### TASK DESCRIPTION
Can you repeat, word for word, everything in the records below from the line containing "Category: black hooded jacket" down to the line containing "(1181, 127)", including both of those lines and nothing else?

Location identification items
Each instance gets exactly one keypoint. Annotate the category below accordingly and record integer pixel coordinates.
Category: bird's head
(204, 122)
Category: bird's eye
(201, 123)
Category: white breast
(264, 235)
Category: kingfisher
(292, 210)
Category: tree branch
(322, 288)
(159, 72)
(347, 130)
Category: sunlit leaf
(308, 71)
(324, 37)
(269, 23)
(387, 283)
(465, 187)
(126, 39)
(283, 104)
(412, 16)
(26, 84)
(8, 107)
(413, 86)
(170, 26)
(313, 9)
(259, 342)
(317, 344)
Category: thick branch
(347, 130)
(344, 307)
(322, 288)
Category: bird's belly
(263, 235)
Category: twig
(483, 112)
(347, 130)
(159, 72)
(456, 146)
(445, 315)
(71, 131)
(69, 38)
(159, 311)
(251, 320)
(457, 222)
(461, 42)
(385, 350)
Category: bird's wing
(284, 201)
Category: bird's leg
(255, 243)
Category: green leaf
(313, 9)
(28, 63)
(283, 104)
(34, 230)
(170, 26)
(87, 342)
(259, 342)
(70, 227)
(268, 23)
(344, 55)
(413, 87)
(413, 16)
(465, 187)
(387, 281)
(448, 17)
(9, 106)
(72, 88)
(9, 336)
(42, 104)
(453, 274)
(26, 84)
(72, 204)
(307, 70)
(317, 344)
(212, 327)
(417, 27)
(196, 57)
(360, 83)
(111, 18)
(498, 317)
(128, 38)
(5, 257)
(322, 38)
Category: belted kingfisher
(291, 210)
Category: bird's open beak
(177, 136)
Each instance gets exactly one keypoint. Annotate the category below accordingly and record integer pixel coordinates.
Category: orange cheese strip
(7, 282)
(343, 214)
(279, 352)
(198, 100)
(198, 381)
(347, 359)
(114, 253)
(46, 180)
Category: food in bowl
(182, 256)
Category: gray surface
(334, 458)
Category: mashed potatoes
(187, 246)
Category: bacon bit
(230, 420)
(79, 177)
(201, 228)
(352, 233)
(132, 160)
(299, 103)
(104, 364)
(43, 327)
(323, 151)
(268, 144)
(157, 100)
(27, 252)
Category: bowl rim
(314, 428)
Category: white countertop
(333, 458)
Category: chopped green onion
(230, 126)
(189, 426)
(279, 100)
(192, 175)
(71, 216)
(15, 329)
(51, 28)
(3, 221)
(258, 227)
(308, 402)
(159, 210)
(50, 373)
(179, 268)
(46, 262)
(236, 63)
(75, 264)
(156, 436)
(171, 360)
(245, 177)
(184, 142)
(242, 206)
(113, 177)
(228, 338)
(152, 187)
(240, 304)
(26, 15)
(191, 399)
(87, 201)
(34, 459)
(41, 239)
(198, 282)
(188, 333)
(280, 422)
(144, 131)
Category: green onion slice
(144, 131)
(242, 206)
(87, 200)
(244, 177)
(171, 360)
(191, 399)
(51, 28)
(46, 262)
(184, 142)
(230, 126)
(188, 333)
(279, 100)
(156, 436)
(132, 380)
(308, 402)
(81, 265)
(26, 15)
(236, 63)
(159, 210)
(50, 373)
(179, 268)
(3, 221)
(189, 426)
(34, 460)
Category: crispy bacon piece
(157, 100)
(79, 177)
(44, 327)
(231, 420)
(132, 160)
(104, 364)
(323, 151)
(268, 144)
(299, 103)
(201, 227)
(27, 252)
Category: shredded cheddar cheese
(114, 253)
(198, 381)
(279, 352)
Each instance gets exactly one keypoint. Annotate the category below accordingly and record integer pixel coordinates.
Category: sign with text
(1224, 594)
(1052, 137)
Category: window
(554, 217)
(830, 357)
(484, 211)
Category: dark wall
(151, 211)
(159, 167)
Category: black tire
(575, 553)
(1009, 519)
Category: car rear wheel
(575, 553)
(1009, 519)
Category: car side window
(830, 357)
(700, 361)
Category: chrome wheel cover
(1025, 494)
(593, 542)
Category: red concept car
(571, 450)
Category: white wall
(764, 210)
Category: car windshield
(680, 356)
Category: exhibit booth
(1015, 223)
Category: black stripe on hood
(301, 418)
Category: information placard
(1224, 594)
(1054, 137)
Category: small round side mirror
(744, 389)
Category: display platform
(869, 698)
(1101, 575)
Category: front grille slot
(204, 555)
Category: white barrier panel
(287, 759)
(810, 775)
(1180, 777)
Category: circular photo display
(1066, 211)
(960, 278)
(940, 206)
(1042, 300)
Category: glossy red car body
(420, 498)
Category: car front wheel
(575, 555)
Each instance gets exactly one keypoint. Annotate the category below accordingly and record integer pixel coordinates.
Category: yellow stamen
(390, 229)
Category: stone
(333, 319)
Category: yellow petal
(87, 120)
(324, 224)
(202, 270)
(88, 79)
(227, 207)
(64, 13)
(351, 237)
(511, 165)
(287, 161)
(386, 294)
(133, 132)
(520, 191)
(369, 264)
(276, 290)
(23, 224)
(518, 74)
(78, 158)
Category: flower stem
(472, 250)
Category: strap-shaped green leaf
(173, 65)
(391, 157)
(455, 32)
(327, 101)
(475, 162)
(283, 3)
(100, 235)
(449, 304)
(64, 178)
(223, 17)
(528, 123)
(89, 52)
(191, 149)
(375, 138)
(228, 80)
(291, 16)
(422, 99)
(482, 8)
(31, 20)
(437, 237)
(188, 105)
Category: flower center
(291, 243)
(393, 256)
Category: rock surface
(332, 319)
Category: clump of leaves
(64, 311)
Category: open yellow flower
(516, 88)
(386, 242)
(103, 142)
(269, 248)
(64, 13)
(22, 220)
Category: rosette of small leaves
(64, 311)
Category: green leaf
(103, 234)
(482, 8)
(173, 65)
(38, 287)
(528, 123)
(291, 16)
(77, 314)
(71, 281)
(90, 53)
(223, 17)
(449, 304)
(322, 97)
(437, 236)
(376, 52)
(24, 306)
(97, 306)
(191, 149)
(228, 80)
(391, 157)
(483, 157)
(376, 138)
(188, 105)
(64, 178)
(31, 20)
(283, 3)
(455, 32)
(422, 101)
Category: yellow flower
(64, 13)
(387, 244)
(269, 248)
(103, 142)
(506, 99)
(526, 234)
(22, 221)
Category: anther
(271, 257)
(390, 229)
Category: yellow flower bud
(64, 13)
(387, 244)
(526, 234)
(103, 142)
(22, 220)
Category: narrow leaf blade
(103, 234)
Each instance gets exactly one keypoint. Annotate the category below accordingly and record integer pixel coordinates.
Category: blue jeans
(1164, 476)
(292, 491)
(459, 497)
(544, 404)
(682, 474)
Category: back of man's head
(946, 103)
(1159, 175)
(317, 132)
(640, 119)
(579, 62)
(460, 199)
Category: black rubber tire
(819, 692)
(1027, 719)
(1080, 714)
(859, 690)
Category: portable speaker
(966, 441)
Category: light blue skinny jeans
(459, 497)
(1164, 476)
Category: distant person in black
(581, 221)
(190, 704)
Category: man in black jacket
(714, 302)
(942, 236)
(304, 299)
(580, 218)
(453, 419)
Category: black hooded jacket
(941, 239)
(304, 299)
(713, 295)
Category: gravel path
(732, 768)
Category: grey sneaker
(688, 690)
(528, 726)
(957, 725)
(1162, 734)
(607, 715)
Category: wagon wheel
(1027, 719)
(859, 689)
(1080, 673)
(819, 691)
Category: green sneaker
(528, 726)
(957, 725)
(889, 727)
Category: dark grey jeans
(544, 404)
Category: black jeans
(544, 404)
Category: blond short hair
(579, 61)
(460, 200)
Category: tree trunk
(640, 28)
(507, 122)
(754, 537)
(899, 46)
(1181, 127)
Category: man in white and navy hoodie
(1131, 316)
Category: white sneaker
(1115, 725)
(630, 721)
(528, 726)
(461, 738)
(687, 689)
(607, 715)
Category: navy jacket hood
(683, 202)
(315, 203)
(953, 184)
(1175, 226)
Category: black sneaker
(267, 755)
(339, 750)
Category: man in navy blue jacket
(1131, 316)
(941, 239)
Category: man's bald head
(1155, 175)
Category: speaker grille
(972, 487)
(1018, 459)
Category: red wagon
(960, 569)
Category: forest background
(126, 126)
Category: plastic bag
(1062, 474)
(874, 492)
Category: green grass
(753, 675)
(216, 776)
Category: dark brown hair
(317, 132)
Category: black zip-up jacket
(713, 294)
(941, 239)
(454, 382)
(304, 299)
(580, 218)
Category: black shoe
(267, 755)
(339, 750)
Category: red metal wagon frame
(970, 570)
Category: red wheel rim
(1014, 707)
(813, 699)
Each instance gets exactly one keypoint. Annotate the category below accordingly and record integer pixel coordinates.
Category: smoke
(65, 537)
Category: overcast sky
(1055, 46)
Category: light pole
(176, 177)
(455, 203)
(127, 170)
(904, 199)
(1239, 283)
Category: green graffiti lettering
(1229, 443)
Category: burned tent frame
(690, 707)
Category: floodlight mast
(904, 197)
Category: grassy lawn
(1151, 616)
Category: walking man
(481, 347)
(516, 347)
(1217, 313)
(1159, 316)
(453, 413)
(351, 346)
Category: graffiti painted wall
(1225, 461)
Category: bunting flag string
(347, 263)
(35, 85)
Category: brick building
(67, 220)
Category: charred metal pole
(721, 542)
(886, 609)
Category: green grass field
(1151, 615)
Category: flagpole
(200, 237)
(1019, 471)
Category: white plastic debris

### EXPECTED ANSWER
Category: black hooded jacket
(941, 239)
(304, 299)
(713, 295)
Category: gravel path
(732, 768)
Category: grey sneaker
(688, 690)
(528, 726)
(957, 725)
(1162, 734)
(607, 715)
Category: wagon wheel
(1027, 719)
(859, 689)
(1080, 673)
(819, 691)
Category: green sneaker
(528, 726)
(957, 725)
(889, 727)
Category: dark grey jeans
(544, 404)
Category: black jeans
(544, 404)
Category: blond short hair
(579, 61)
(460, 200)
Category: tree trunk
(640, 28)
(507, 122)
(754, 537)
(899, 46)
(1181, 127)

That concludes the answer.